• [What you should do]
Copy the entries below word for word, starting at the line that contains "Identify the wall-mounted" and continuing through the last line of the entries, with both ends included.

• [Dataset records]
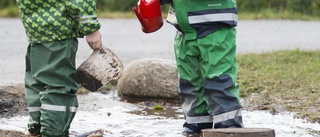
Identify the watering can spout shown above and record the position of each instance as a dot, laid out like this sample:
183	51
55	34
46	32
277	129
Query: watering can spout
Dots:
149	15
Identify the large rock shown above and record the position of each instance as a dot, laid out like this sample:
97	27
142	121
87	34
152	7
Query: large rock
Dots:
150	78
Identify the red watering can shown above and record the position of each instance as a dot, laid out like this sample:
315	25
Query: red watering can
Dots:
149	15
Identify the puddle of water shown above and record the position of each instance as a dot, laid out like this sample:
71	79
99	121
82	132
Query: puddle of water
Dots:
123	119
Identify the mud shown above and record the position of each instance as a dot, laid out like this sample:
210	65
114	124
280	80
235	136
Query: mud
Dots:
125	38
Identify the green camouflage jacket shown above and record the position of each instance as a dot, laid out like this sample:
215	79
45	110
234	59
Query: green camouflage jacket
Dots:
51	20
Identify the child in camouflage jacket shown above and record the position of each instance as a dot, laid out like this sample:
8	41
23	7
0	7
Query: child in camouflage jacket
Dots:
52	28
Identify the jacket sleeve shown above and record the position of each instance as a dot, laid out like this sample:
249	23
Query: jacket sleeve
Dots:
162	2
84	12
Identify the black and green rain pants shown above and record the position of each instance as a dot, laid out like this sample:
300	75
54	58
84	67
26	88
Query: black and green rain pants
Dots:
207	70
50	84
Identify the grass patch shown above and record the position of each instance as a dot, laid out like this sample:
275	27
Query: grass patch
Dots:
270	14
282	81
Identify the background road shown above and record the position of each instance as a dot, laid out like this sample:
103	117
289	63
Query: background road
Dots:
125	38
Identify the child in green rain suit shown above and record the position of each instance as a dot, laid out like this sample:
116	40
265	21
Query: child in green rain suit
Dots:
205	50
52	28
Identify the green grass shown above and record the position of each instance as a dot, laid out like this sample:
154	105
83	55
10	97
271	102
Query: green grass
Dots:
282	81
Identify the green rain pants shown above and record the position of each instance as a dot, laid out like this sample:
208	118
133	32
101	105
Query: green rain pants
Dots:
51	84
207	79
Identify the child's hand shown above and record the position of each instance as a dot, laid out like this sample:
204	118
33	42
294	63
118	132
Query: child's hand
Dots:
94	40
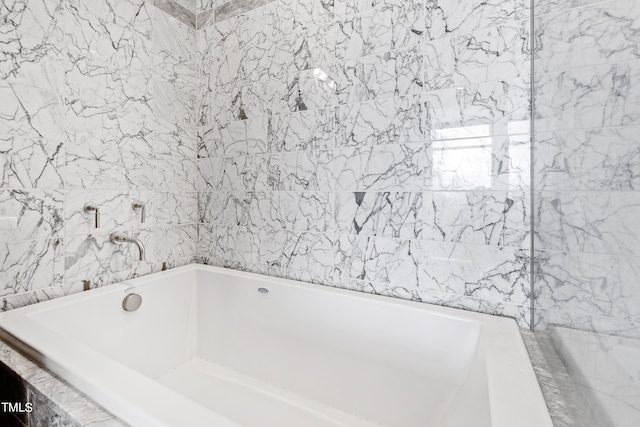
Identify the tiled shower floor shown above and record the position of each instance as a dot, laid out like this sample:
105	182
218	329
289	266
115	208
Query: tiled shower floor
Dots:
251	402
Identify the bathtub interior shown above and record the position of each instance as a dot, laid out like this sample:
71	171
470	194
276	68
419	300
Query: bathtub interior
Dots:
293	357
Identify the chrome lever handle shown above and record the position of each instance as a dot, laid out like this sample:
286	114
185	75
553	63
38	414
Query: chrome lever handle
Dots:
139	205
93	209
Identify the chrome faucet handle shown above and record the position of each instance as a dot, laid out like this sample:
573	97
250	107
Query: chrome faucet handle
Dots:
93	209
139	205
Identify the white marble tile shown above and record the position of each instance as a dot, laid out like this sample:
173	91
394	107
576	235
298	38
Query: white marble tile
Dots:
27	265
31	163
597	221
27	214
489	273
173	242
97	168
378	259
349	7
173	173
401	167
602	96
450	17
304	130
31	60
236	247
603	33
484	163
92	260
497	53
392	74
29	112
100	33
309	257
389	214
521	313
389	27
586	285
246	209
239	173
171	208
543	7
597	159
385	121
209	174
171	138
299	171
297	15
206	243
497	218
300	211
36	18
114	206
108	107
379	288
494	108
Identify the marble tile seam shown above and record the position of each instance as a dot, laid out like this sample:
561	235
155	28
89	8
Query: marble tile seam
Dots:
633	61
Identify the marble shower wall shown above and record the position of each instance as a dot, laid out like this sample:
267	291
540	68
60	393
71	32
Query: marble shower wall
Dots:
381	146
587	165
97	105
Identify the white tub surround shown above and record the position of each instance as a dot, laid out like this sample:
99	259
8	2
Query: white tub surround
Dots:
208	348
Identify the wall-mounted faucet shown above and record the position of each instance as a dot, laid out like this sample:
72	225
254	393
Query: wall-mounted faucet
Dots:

• [Output of the task]
Identify the wall-mounted faucet shown above and record the position of each instance as a dot, laid out like this sample:
72	225
254	393
Query: wall-mounted faucet
Dots:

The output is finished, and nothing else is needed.